STATED PROBLEM 1 -
Extract the full V-Pipe integration thread below word for word.

PASSAGE TO READ -

Ensure Ease of Integration into V-Pipe, and Merge #4

Open gordonkoehn opened 16 hours ago

gordonkoehn commented 16 hours ago

Check for the ease of running this in the current V-Pipe.

Prepare and submit this as a good PR.

gordonkoehn commented 16 hours ago

First thoughts: The core loops are:

Key Iterations Runtime per iter Memory Potential Reduction
main 1 est. 4.6 h. 1414 MB pd.df_tally ???
location 8 35min for 100 b.s. ~186 MB (df_tally[location]) 1/8
bootstraps (b.s.) 100 min - 1000 optimum 21 s total at 100 iters ~190 MB (df_tally[location] resampled dep. on available cores, say 1/5 - 1/10
date_intervals (#dates - 1) = 12 0.5-6s 7.2872 MB (df_tally[location][resampled][date_interval] startup overhead 1/2 ?
#dates ~13 (one sample per week) XXX XXX

That makes for an estimate of est. 4.6 h total runtime for 8 cities, given they are the same as Zürich. (M1 Pro Chip)

These levels seem to be independent at first sight.

STATED PROBLEM 2 -
Copy the entries below without changes, from the line with "# test: for every instance of the boy's hand, mark" up to and including the final line of the entries, and leave the pictures out.

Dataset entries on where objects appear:
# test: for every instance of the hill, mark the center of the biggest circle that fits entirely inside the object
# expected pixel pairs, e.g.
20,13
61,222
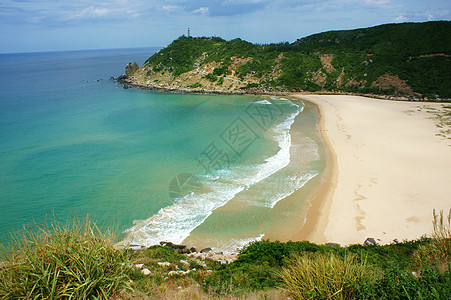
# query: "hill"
410,59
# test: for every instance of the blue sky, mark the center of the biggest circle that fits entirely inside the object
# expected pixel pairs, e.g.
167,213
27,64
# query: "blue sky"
44,25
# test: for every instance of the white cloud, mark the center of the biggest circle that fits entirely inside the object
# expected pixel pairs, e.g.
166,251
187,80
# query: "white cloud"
378,3
201,11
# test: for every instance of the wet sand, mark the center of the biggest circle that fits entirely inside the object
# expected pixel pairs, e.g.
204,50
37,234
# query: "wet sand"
389,166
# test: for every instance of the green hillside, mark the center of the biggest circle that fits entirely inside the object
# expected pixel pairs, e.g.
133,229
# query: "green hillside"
410,59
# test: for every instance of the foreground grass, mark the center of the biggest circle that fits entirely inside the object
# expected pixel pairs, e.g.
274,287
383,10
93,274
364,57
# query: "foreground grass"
77,261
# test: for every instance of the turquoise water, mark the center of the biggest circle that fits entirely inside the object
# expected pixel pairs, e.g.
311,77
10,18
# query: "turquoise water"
156,165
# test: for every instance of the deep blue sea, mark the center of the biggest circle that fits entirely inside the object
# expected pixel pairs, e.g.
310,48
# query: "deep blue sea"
158,166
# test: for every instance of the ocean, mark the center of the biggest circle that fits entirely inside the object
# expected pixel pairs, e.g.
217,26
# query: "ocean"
156,166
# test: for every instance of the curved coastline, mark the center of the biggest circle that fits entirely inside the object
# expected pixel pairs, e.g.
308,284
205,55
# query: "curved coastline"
320,198
323,221
382,181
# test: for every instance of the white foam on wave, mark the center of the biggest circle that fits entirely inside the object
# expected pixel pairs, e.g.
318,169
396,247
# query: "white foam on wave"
175,222
262,102
296,182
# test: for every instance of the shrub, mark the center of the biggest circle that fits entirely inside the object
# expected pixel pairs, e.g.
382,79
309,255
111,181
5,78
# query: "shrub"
211,77
327,276
62,261
438,251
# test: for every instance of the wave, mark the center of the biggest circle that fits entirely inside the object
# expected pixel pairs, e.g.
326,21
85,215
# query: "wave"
175,222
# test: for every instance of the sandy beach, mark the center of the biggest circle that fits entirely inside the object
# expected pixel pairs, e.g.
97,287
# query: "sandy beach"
390,166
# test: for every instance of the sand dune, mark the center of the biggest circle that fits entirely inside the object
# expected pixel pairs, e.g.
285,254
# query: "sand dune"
392,168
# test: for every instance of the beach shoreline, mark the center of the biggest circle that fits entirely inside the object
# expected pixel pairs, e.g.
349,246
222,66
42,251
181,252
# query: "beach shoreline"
382,182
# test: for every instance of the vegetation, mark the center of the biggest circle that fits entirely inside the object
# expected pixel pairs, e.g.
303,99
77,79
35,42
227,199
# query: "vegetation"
76,260
409,59
73,260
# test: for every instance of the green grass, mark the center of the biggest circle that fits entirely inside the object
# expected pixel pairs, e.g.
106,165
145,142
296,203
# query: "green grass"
73,260
328,276
76,260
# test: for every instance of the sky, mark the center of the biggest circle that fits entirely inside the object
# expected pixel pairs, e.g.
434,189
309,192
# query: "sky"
45,25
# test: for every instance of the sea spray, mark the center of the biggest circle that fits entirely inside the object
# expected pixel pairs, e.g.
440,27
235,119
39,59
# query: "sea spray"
175,222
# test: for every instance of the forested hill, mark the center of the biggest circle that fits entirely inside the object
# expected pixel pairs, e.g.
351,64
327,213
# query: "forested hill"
409,59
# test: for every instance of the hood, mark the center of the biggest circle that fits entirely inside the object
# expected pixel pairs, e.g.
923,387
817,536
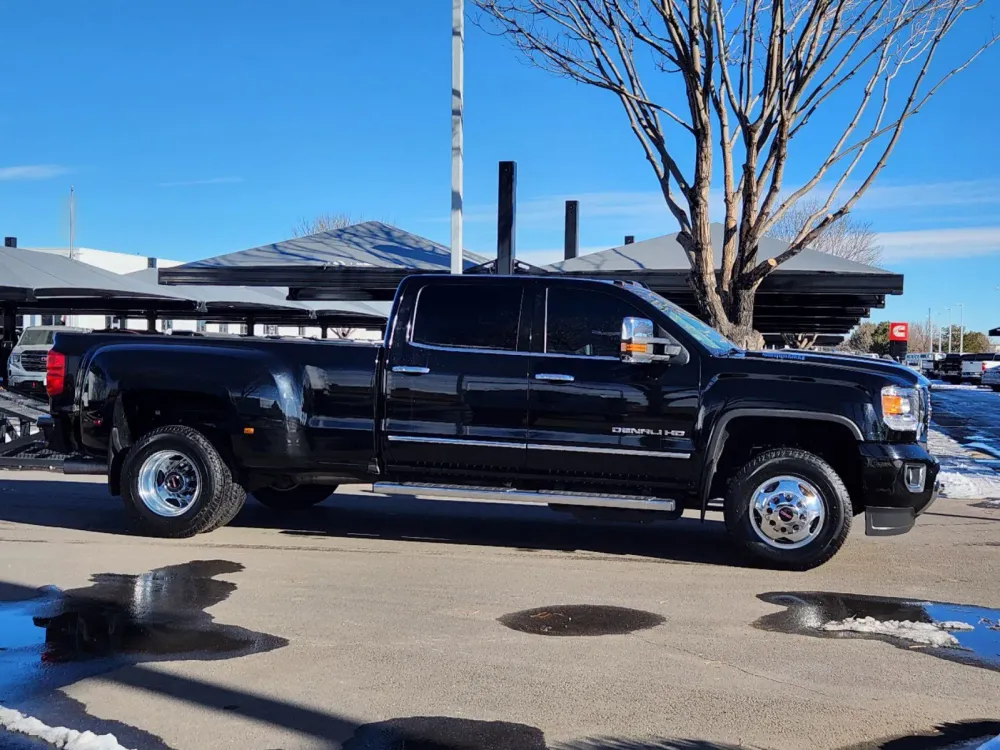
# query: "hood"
892,372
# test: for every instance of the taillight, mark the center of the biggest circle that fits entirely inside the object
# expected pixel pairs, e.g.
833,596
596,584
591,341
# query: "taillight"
55,373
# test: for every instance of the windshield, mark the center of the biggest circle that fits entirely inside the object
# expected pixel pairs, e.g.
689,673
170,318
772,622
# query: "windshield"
707,336
37,337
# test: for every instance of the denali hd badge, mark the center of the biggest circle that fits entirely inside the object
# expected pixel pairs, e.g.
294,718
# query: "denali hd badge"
644,431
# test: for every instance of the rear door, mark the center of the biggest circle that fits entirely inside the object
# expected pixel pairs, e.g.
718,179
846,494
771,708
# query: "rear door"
457,379
594,417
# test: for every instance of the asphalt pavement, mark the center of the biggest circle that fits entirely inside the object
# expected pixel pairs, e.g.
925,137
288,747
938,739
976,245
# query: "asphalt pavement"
372,623
970,415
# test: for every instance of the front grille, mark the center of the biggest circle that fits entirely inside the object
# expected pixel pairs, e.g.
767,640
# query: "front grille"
33,361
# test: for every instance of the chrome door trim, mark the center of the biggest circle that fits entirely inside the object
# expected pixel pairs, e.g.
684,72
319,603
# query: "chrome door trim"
614,451
554,377
473,350
455,441
493,494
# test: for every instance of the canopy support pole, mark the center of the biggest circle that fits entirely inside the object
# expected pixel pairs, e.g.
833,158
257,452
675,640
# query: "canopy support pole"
9,339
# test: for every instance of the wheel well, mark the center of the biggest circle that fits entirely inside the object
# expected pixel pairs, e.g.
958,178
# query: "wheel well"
145,410
747,437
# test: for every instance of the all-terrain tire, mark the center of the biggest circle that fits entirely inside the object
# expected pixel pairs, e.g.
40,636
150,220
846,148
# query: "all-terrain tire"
789,462
218,498
296,497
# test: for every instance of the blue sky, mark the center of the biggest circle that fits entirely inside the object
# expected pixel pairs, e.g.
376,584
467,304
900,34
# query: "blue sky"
190,129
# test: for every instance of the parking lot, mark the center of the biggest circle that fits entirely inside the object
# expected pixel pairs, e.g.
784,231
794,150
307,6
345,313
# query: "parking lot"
374,622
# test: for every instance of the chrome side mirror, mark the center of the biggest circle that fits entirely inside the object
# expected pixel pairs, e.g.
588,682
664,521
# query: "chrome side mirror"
639,343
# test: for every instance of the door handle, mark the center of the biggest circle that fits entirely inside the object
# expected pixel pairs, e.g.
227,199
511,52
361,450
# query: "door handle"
554,377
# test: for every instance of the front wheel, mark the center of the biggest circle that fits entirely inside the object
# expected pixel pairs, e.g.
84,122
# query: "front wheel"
789,509
294,497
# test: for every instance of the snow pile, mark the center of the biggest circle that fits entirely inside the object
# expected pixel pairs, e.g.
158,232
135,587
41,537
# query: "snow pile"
61,737
928,633
962,477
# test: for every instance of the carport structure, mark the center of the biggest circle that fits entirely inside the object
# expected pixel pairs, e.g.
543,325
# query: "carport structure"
364,261
813,293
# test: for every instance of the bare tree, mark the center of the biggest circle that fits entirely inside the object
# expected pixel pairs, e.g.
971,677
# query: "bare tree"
748,76
800,340
920,337
846,237
321,223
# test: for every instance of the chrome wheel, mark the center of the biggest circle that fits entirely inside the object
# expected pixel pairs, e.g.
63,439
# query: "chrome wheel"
787,512
169,483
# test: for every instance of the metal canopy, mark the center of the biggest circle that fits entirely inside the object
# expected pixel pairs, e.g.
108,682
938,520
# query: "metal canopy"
235,299
370,246
813,292
29,276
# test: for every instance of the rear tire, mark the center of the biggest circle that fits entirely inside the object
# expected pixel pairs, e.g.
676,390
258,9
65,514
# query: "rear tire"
175,484
787,489
296,497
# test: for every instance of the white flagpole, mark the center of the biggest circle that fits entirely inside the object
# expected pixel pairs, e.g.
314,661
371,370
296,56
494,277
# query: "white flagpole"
457,84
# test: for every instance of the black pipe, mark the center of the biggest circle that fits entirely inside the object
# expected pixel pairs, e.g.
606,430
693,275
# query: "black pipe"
571,237
84,466
505,217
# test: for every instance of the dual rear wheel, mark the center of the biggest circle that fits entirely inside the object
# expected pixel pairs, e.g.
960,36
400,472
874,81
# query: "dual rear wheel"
176,484
786,507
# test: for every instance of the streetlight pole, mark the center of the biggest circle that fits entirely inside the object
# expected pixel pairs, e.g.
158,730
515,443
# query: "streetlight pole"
948,310
961,327
457,106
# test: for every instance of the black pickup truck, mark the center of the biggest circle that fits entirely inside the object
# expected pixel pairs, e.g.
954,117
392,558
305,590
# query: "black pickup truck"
588,396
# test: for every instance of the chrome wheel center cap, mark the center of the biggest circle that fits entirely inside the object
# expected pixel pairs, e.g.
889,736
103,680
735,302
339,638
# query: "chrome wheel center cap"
787,512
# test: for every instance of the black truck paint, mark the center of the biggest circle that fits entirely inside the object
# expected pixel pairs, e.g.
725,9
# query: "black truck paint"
512,386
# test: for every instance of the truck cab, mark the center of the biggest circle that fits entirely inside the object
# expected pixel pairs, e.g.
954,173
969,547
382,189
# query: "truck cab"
588,396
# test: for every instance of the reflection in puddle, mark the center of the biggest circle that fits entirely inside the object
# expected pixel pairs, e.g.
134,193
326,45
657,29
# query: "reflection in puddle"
581,620
445,733
959,632
58,638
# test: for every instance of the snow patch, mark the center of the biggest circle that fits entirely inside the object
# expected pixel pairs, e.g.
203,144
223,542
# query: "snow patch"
61,737
962,477
928,633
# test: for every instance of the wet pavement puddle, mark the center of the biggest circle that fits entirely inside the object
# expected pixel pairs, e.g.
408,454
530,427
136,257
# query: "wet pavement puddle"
581,620
445,733
59,637
962,633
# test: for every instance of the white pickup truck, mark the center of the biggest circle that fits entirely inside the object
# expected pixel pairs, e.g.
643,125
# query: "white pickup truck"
974,365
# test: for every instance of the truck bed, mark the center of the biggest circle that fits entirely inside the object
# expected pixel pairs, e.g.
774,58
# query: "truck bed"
286,405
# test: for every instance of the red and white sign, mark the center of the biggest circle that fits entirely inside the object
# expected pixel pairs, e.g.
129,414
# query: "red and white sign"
899,331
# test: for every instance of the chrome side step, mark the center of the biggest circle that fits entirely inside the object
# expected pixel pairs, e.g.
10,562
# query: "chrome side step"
542,497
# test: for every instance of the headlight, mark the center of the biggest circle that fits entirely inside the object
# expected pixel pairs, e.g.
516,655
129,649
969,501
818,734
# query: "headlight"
901,408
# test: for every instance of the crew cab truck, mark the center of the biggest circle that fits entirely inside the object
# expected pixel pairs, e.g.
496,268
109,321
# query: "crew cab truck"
588,396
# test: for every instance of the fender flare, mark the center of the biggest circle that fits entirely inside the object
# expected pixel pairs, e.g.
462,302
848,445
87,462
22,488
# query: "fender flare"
713,447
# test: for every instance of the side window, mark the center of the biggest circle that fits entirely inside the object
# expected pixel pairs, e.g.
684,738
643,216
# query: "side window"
468,316
584,322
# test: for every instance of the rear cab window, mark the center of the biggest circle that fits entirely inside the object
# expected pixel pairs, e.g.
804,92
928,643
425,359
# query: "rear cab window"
468,316
37,337
584,322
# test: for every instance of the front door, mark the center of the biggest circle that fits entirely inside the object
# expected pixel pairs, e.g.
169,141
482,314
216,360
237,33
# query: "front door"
457,386
593,416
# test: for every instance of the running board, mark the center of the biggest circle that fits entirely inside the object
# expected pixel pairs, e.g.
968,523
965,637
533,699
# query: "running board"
541,497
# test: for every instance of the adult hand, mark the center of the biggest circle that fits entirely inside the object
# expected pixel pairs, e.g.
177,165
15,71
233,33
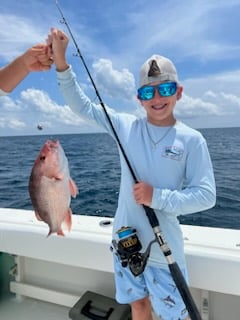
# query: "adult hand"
37,58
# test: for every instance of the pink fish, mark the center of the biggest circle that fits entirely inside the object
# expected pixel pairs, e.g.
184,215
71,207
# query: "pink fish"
51,188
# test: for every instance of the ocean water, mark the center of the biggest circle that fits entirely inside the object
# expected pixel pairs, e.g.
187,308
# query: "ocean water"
94,165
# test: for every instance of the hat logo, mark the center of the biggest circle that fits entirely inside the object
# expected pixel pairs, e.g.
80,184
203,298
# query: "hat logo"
154,70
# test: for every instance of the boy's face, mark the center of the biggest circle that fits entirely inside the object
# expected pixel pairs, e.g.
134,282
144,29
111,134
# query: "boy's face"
160,108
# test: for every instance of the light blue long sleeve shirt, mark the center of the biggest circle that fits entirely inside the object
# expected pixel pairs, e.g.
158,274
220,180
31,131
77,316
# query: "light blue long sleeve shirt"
179,168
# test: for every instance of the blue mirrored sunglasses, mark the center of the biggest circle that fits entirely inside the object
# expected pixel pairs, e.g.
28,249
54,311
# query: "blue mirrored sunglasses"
166,89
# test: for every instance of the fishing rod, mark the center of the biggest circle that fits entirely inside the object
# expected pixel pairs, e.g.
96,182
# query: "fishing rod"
172,264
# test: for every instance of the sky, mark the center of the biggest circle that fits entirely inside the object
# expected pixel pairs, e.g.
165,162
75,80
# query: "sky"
201,37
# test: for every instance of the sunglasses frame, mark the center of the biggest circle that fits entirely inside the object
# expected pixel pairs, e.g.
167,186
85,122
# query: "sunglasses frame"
142,94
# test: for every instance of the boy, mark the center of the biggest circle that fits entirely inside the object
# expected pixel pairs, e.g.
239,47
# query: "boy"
173,166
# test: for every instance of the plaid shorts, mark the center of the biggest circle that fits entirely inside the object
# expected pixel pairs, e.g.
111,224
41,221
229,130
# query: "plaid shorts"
155,283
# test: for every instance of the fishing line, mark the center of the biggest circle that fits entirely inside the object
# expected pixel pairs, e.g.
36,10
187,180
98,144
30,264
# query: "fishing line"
172,264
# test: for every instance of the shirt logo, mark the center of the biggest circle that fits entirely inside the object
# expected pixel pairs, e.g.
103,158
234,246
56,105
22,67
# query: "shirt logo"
172,152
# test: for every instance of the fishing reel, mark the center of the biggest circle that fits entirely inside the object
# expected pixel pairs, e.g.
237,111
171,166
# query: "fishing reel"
128,250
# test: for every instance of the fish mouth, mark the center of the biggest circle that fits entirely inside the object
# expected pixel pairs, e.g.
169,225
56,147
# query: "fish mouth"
159,107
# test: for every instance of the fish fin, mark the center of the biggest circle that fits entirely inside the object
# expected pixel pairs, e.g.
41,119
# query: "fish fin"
60,233
73,188
59,176
68,220
38,216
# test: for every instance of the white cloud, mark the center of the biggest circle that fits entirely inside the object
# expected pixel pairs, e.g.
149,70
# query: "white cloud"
118,84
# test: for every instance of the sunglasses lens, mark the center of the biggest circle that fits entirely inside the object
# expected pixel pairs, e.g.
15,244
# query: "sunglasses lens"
167,89
146,93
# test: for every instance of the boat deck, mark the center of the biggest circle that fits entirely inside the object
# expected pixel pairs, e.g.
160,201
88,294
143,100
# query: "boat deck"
30,309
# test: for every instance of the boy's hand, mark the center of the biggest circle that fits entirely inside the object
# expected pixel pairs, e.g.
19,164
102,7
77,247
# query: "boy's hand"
143,193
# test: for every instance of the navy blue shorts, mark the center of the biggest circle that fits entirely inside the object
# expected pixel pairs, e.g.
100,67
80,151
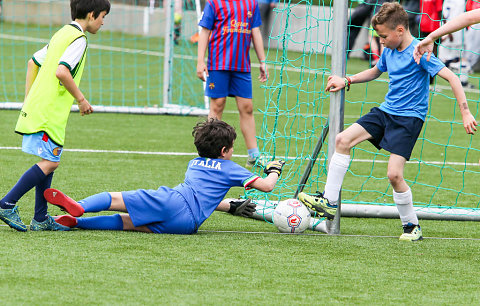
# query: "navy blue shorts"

TASK ANSWER 1 -
Ensure Ease of Integration into V-Pipe, and Merge #4

Open gordonkoehn opened 16 hours ago

gordonkoehn commented 16 hours ago

Check for the ease of running this in the current V-Pipe.

Prepare and submit this as a good PR.

gordonkoehn commented 16 hours ago

First thoughts: The core loops are:

Key Iterations Runtime per iter Memory Potential Reduction
main 1 est. 4.6 h. 1414 MB pd.df_tally ???
location 8 35min for 100 b.s. ~186 MB (df_tally[location]) 1/8
bootstraps (b.s.) 100 min - 1000 optimum 21 s total at 100 iters ~190 MB (df_tally[location] resampled dep. on available cores, say 1/5 - 1/10
date_intervals (#dates - 1) = 12 0.5-6s 7.2872 MB (df_tally[location][resampled][date_interval] startup overhead 1/2 ?
#dates ~13 (one sample per week) XXX XXX

That makes for an estimate of est. 4.6 h total runtime for 8 cities, given they are the same as Zürich. (M1 Pro Chip)

These levels seem to be independent at first sight.

TASK ANSWER 2 -
# test: for every instance of the boy's hand, mark the center of the biggest circle that fits entirely inside the object
# expected pixel pairs, e.g.
19,164
102,7
77,247
# query: "boy's hand"
143,193
# test: for every instance of the navy blue shorts, mark the center of the biggest circle that fits entirely inside the object
# expected pixel pairs, e.g.
100,67
80,151
# query: "navy blue shorts"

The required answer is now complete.